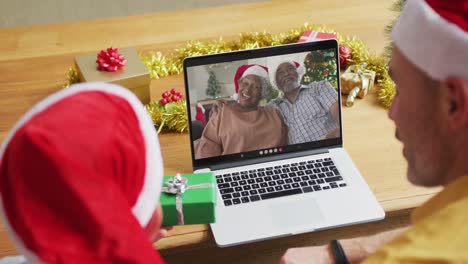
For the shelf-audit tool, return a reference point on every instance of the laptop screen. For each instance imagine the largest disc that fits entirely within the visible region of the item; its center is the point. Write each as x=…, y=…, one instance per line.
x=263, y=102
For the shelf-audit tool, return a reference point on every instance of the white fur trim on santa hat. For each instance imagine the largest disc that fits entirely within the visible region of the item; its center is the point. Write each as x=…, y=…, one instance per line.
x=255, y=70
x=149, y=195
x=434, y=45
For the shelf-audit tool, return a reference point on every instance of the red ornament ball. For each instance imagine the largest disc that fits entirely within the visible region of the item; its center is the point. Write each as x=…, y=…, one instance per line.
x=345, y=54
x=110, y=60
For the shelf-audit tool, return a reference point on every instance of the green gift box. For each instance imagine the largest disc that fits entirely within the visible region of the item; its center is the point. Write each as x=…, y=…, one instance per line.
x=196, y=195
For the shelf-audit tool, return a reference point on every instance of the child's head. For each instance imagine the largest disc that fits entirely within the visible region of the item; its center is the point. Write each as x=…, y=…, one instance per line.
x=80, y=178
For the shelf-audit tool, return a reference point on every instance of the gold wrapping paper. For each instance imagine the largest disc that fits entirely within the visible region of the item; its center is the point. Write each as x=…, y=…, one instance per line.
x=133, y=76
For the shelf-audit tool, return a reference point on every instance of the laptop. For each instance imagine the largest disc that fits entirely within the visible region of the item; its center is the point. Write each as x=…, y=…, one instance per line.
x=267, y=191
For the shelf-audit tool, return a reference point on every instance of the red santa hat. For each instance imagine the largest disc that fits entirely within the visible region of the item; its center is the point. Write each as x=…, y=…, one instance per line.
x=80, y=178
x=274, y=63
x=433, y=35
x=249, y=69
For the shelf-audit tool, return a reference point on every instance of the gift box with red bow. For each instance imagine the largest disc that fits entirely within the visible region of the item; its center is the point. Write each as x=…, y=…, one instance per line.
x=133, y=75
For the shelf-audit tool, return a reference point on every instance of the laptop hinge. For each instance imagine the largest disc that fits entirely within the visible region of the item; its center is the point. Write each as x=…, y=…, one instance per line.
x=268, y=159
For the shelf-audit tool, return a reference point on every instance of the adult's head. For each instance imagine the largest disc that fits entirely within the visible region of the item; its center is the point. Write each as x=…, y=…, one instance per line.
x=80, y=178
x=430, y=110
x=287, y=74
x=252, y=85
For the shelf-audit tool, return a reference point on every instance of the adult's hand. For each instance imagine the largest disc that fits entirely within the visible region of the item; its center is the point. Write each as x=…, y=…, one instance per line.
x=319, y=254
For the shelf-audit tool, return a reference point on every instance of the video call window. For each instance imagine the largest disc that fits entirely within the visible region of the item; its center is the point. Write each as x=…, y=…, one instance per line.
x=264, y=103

####

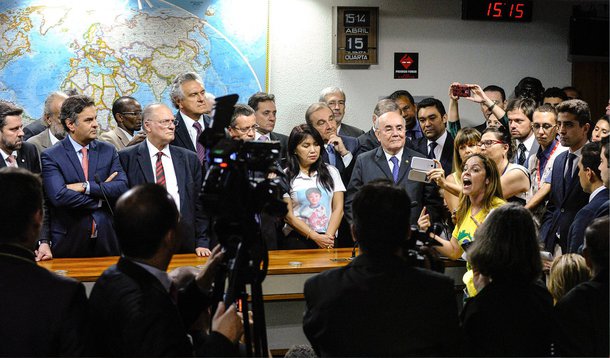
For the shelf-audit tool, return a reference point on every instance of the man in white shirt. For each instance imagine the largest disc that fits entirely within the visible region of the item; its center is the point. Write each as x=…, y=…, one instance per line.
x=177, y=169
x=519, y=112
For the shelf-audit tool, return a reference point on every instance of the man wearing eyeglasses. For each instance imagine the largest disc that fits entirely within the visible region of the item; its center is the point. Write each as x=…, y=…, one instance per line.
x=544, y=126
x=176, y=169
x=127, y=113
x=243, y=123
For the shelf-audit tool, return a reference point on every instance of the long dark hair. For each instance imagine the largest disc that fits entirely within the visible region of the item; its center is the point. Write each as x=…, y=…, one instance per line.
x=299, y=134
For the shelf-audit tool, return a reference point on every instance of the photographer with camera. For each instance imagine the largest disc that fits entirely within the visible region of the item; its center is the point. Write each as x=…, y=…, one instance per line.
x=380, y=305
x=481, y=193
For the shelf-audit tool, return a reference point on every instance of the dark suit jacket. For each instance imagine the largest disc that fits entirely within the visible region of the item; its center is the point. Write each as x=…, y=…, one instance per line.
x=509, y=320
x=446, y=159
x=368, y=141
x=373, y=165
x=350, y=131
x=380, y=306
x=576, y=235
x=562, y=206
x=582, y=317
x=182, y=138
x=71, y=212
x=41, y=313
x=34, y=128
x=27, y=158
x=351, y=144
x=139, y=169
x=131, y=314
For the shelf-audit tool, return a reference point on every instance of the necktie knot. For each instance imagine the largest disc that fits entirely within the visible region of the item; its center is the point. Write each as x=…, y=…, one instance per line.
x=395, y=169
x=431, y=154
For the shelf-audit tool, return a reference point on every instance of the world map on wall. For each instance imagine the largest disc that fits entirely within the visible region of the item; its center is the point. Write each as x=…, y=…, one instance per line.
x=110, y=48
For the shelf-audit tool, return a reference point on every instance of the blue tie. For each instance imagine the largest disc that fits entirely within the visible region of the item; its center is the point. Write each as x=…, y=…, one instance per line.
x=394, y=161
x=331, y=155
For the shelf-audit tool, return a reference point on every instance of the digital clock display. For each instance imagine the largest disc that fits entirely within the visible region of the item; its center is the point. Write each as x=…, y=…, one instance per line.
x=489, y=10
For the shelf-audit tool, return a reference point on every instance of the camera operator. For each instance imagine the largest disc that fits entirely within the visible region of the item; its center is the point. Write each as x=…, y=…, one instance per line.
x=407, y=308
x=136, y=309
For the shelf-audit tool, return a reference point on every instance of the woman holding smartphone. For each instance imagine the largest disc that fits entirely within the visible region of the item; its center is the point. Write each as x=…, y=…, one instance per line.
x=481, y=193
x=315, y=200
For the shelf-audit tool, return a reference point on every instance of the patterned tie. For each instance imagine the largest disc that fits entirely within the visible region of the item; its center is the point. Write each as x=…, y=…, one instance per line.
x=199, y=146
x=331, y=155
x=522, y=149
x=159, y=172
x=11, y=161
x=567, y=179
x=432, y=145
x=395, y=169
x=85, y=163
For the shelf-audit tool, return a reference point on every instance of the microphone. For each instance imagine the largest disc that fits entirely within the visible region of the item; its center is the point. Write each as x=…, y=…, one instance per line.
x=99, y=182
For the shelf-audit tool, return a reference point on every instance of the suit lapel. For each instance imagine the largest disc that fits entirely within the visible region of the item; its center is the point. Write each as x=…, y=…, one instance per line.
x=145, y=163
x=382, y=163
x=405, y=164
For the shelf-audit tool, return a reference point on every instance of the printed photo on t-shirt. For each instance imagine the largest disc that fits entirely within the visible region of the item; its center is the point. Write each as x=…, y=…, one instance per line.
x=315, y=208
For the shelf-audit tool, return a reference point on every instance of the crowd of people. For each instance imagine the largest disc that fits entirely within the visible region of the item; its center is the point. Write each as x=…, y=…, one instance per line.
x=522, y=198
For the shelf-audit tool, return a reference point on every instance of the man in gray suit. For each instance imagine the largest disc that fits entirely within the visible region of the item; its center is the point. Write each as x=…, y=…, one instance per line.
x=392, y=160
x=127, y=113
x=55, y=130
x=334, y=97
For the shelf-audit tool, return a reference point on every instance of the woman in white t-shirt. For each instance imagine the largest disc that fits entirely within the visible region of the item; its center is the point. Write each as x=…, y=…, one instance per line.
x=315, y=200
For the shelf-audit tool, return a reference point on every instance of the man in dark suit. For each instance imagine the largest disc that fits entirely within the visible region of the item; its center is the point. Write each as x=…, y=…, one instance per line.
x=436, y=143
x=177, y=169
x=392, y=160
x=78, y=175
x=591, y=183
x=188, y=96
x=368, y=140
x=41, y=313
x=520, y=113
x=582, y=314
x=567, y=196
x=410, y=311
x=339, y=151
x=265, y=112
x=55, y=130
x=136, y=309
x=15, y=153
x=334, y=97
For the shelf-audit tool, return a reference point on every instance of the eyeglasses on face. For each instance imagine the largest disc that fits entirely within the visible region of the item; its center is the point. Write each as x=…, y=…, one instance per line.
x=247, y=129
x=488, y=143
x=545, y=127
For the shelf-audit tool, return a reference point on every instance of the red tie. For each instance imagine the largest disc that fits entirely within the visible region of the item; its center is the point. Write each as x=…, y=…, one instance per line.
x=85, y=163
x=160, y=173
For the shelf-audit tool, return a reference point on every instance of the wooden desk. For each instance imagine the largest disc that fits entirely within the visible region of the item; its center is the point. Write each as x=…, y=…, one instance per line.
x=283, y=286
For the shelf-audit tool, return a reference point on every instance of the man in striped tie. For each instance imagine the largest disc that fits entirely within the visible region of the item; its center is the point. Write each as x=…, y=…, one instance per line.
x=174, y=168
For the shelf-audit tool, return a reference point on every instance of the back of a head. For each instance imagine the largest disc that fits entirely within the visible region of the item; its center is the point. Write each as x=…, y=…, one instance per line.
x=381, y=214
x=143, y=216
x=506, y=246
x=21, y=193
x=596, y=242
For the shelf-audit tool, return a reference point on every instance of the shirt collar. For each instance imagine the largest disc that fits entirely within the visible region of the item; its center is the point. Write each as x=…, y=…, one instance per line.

####

Assignment
Above is a listing; print exactly its lines from the one with "man in striped" through the one with "of the shirt", and no other lines.

Answer section
For the shelf-audit tool, return a reference point on every instance of the man in striped tie. For each instance imagine the largest disc that fits entirely within the visible region of the item; its center is the point. Write each as x=…, y=…, one instance per line.
x=174, y=168
For the shelf-audit tool, return a reference point on every instance of the back of a head. For each instance imagine the largest disc that fits entirely within the visible region of the item; its center is the point. Write each as x=…, y=…, one instance per line.
x=381, y=214
x=143, y=216
x=506, y=246
x=21, y=193
x=596, y=242
For the shelf-audit tool, return a reference point on every instance of the shirt collar. For each instance imagine the largest disc that fits entirely within the visible region of the item; its center is the point. Write each as x=…, y=…, one instance per line.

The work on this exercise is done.